Write out every record below exactly as it appears.

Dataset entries
════════
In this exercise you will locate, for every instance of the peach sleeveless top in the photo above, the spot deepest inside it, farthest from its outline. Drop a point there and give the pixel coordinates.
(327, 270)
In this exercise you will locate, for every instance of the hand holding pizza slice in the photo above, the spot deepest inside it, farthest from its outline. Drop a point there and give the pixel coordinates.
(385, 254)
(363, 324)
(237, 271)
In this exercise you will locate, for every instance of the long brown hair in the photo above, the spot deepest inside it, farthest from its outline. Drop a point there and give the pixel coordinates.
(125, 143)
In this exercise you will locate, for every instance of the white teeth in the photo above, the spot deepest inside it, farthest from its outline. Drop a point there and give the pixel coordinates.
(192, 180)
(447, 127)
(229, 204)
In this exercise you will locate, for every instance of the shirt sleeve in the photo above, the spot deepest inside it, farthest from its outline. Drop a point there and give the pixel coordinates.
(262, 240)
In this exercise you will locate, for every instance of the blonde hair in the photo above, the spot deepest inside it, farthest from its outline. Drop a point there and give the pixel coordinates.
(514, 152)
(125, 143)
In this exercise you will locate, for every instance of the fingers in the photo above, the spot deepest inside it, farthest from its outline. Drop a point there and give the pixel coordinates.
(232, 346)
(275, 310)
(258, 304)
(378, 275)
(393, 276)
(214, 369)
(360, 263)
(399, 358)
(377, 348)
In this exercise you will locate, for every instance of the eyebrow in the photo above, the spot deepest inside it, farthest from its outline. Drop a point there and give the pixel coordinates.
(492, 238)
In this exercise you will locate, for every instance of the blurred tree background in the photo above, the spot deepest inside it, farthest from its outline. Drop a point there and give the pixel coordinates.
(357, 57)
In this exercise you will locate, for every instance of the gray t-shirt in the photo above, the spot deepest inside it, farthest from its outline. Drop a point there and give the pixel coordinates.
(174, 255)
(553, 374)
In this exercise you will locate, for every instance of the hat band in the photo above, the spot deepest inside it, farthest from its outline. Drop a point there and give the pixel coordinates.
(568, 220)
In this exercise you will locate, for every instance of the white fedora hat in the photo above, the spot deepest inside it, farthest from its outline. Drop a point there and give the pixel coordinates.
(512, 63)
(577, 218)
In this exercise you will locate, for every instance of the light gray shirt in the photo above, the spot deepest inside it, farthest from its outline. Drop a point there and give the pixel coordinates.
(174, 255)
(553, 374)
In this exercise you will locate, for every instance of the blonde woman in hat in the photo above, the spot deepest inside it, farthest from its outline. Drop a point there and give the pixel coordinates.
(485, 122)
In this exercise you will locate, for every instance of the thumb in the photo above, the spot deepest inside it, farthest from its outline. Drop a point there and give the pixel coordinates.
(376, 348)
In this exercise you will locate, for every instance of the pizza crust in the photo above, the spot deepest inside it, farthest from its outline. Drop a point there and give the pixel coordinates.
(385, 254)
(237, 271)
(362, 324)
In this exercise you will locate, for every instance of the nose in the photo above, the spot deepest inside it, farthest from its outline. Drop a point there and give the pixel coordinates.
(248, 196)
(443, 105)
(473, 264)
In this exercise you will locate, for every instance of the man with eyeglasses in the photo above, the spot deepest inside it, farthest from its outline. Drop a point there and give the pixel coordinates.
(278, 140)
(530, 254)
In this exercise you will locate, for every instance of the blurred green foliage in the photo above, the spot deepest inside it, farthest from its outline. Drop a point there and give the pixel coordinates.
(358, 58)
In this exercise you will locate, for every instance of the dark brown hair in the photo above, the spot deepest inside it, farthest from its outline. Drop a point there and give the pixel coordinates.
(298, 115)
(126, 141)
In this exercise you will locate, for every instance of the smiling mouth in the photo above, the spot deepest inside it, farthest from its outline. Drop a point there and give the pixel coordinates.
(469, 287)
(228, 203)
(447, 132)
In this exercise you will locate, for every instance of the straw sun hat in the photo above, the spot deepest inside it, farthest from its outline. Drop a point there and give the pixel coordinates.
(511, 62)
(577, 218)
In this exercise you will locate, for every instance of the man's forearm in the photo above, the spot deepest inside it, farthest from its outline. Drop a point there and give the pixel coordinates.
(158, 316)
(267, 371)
════════
*Response to this exercise*
In this exercise you will locate, for every instance of the peach sleeveless top in the photo above, the spot deepest inside it, farthest from its outline. Drop a point there and give the pixel coordinates.
(327, 270)
In this exercise you will locate, for every instance of the hand holding pizza slice in the photo above, the spot deepest inside it, farthest from its outline. Drop a point there and give the pixel coordinates.
(385, 254)
(363, 324)
(237, 271)
In this exercise you will locate, for every instance of the long brown hair in the photo above, the spot deepest inside it, farthest from its outline. Drop a point there and give the pixel coordinates.
(125, 143)
In this exercise you will locate, for every instance of the white teeth in the photo above, the spot deepest inside it, farthest from its outline. Drop a point there and give the pixel coordinates.
(192, 180)
(447, 127)
(229, 204)
In this exercise you will locate, for every instance of the shirt sleeve in the photo above, the spot deepest inside it, farthest from its outline. Drop a point there and give the pixel coordinates.
(262, 240)
In this exercise you will locate, for every instance of the blonde hair in the photo above, the spot deepest inside it, farthest from its outline. Drop a point there and give the pixel coordinates.
(514, 152)
(125, 143)
In this exercise you will locate, for every instance of the fingers in the photo above, the spot deepest inside it, farthest from its outline. Drop a point there and give the pixel coordinates.
(232, 346)
(275, 310)
(258, 304)
(378, 275)
(393, 276)
(214, 369)
(360, 263)
(399, 358)
(377, 348)
In this exercise you will locate, for every instance of the eyebrow in the photo above, the spot deepest inside it, farthest from its outline. Drop a point there and give the pixel coordinates.
(492, 238)
In this exercise you will locate, for every instance of the blurred tree background in the photo above, the spot deepest inside it, farthest from its outline. Drop a point there and give the pixel coordinates.
(357, 57)
In this exercise you will locate, for every instance of the gray t-shirt in the photo above, the spot deepest inside it, farthest from its outline. Drop a point there and give the pixel coordinates.
(174, 255)
(553, 374)
In this exercise you will locate, for every instance of the hat band in the photo above, the spot deepest inside it, farthest from its outline. Drop a point there and give the pixel coordinates.
(568, 220)
In this exercise you will locate, for every instance of the white fedora hat in the photo above, the spot deepest inside it, farthest from its outline. Drop a point there and give the pixel coordinates.
(512, 63)
(577, 218)
In this exercise you will locate, for every instance of the light gray shirt in the photo above, the spot deepest inside it, farthest from its outline. Drop a point there and give the pixel coordinates.
(174, 255)
(553, 374)
In this exercise you will locate, for every instance of the blonde woman in hat in the photo above, the spot deepest inside it, farthest from its outline. Drop a point there and give the pixel coordinates.
(485, 122)
In this exercise you will locate, for every instance of the thumb in the photo above, the spot deepest inside it, farthest from its outline. Drop a point there and give the pixel coordinates.
(376, 348)
In this exercise you will locate, for every instance of the pizza crust in the photo above, the spot deepest inside it, farthest from its outline. Drop a point there and give the pixel coordinates.
(385, 254)
(237, 271)
(362, 324)
In this exercise you will locate, for every instance of the nose in the photo above, the spot deepest inside it, farthest from its outline. Drop a point there and give the pixel coordinates.
(248, 196)
(443, 105)
(473, 264)
In this exercise you will locate, for every instance of the man with eyeglasses in the photo above, the spot deepest inside it, farthest from its outline. Drop a point there and give the pixel coordinates.
(278, 140)
(530, 254)
In this exercise you will locate, for every instance of the blurred green foliage in the photo above, the spot deepest inside it, farthest from its outline. Drop a point there and give the pixel coordinates.
(358, 58)
In this exercise you will locate, for every instance of the dark brown hair in the photo above, the spot deepest inside it, farthest from its outline. Drop a point there and give the pixel coordinates.
(298, 115)
(126, 141)
In this exercise you will locate, for every instance of the smiling mouth in the photo above, the spot deepest inside it, farthest from its outline. Drop a point there and give the pixel coordinates.
(469, 287)
(228, 203)
(447, 132)
In this exercise you will locate, for every instance of the straw sun hat in the photo above, the spot deepest inside it, farthest from its outline. Drop a point there and give the pixel coordinates.
(511, 62)
(577, 218)
In this exercise you will locate, for every instance of the man's forearm in the photo above, the spot deepest inside it, farthest from its outline. Drop a point there and give the pixel coordinates.
(158, 316)
(267, 371)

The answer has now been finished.